(THINGS TO DO):
**1)** Reproduce, without any change, the portion of the Orion setup tutorial that begins at the words "Log into the" and ends after "tab titled ‘Floe’.".
**2)** Extend the Orion setup tutorial past its final sentence.

STEP 1 - Login to Orion, Set-Up Directory, Upload Files¶
If the sequencing provider provides FASTQ files that are compressed (e.g., ends with “.gz” or “.zip”), decompress with a standard decompressor so the file ends with .fastq. If any suffix is added to the end, make sure to modify these suffixes so they end in .fastq for all sequence files to be processed.
Log into the Orion interface with your email and password. Find the 3 required files under Organization Data as follows:
A) Organization Data / OpenEye Data / Tutorial Data / AbXtract / patient_tutorial.fastqB) Organization Data / OpenEye Data / Tutorial Data / AbXtract / patient_barcode.xlsCreate a general tutorial directory and tutorial 6 subdirectory under PROJECT DIRECTORY / TUTORIALS / TUTORIAL_6 (This is your BASE DIRECTORY and should be used for all outputs for this Tutorial 6 below).
STEP 2 - Select the ‘NGS Pipeline with Automated Lead Selection’ Floe¶
Select the tab along the left side tab titled ‘Floe’.
Click the ‘Floes’ tab.
Choose the ‘OpenEye Specifica AbXtract Module’.
Select the Floe ‘NGS Pipeline with Automated Top Lead Selection’.

(DATA SUPPLIED):
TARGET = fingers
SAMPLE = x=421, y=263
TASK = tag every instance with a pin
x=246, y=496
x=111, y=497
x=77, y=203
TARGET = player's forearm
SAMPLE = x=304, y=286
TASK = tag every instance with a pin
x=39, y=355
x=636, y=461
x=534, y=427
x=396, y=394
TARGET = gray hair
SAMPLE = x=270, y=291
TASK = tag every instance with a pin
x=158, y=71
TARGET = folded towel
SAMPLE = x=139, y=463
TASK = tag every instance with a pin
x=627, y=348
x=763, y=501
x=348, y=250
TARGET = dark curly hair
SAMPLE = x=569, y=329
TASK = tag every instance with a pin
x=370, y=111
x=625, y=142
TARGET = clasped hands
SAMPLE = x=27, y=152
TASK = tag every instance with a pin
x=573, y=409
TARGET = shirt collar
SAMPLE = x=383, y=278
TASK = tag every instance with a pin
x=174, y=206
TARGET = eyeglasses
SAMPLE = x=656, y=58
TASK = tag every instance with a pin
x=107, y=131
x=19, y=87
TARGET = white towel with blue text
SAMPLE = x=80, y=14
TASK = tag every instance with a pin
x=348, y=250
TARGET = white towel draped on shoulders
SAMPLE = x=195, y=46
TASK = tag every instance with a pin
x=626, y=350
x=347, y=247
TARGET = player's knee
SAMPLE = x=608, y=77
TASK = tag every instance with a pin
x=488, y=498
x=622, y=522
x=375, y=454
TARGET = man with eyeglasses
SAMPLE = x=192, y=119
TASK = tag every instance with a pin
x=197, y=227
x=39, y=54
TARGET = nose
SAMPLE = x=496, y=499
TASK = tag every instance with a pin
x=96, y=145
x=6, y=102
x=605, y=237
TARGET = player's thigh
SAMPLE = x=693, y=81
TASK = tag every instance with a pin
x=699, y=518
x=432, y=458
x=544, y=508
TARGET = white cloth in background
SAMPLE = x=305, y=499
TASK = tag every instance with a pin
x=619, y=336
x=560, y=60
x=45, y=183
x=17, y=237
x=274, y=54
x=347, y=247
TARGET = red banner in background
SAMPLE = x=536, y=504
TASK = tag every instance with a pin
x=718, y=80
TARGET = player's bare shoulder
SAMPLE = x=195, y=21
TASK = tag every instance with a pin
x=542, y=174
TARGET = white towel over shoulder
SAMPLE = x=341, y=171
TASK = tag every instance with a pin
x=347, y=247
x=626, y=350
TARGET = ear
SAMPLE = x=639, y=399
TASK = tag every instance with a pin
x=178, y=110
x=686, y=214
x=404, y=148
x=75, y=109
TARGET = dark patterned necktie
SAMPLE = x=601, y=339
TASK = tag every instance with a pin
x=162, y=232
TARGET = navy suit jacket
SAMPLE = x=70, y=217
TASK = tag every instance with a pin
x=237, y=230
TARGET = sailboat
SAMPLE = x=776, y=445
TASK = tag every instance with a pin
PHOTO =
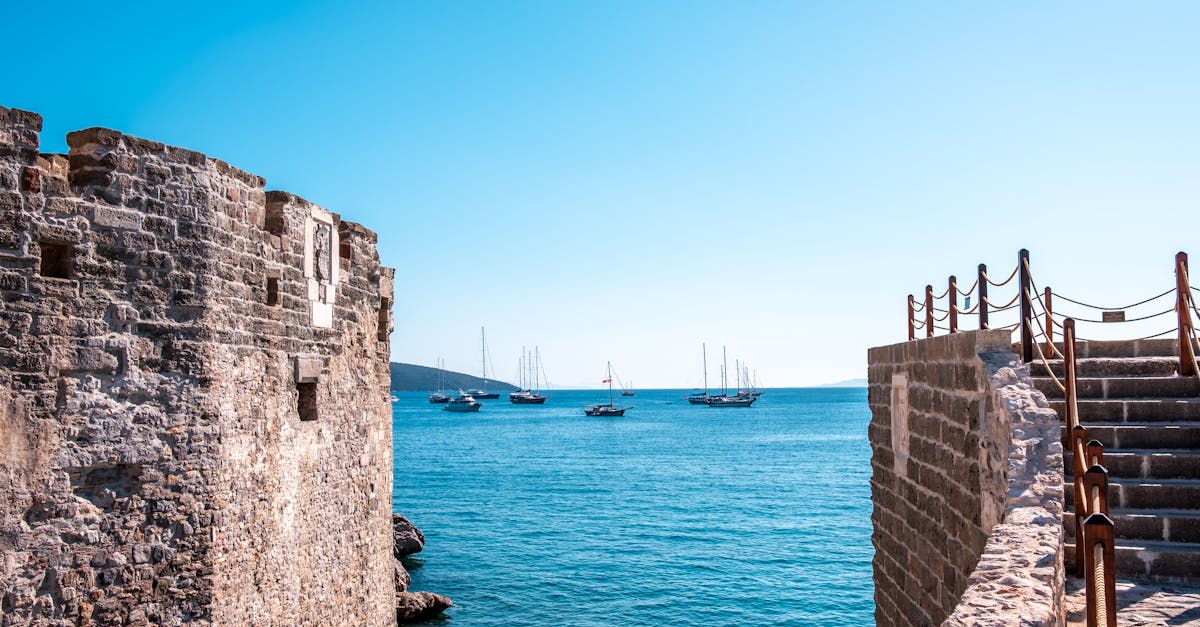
x=610, y=408
x=531, y=370
x=439, y=395
x=725, y=400
x=483, y=393
x=702, y=398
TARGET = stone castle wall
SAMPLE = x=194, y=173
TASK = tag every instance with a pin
x=193, y=378
x=966, y=464
x=937, y=471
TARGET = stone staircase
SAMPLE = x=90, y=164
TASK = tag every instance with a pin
x=1149, y=421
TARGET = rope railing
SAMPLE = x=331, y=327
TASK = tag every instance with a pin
x=1043, y=324
x=1056, y=294
x=1037, y=320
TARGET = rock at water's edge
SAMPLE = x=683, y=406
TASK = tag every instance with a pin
x=401, y=577
x=408, y=539
x=414, y=607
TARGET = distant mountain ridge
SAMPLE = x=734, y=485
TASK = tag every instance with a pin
x=412, y=377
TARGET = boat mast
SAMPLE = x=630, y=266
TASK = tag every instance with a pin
x=610, y=383
x=483, y=354
x=725, y=365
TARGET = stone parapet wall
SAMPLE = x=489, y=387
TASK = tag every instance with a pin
x=937, y=471
x=966, y=485
x=193, y=393
x=1019, y=579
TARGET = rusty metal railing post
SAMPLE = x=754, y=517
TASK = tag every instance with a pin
x=1095, y=454
x=1023, y=269
x=1096, y=487
x=1101, y=572
x=983, y=296
x=912, y=329
x=953, y=292
x=1049, y=328
x=929, y=311
x=1083, y=503
x=1068, y=370
x=1187, y=353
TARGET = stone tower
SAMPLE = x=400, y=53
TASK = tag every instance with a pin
x=193, y=393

(TASK-BY-TASK RESULTS):
**1)**
Log into the Orion interface with your email and password. Find the 3 required files under Organization Data as follows:
A) Organization Data / OpenEye Data / Tutorial Data / AbXtract / patient_tutorial.fastqB) Organization Data / OpenEye Data / Tutorial Data / AbXtract / patient_barcode.xlsCreate a general tutorial directory and tutorial 6 subdirectory under PROJECT DIRECTORY / TUTORIALS / TUTORIAL_6 (This is your BASE DIRECTORY and should be used for all outputs for this Tutorial 6 below).
STEP 2 - Select the ‘NGS Pipeline with Automated Lead Selection’ Floe¶
Select the tab along the left side tab titled ‘Floe’.

**2)**
STEP 3 - Prepare PacBio Run and Start Job¶
Make sure to specify (and remember) the directory output for all datasets and files.
Load FASTQ file - ‘patient_tutorial.fastq’.
Load barcode XLSX file - ‘patient_barcode.xls’.
STEP 4 - Select Different Clonotyping Method¶
Under the promoted ‘Key Downstream Parameters’, click to expand.
Change the ‘Clustering Type’ to ‘Hamming Distance’.
In order to adjust the maximum Hamming distance (default = 2) we need to open the ‘Hidden Parameters’.
Turn the option ‘Show cube parameters’ to ‘Yes’.
Under ‘Cube Parameters’ find the box titled ‘Downstream KEY PARAMETER Cube’. Click to expand.
Find the ‘Max Distance for Levenshtein or Hamming, If Selected’. Change this value from 2 to 4.
All the remaining parameters can be kept as the default values. Scroll through remaining “Promoted” parameters to understand these in greater detail.
See tutorial 2 automated selection options for more details.
Click ‘Start Job’.
STEP 5 - Identify both the Picked and the Downstream Population¶
Find the output directory specified above.
Identify the datasets labeled ‘picked.consolidated’ and ‘down.consolidated’ make both of these datasets active.
Open in the Analyze function and plot ‘percent_roi_final’ on the x-axis with the ‘match_name_2’ on the y-axis.
Under the settings for the plot color code the points by the “Dataset”.
Select populations found in the ‘down.consolidated’ dataset only, not the ‘picked.consolidated’.
Follow #12-14 under STEP 5 of Tutorial 3. We will ignore the well_id output as Sanger sequencing was not performed here.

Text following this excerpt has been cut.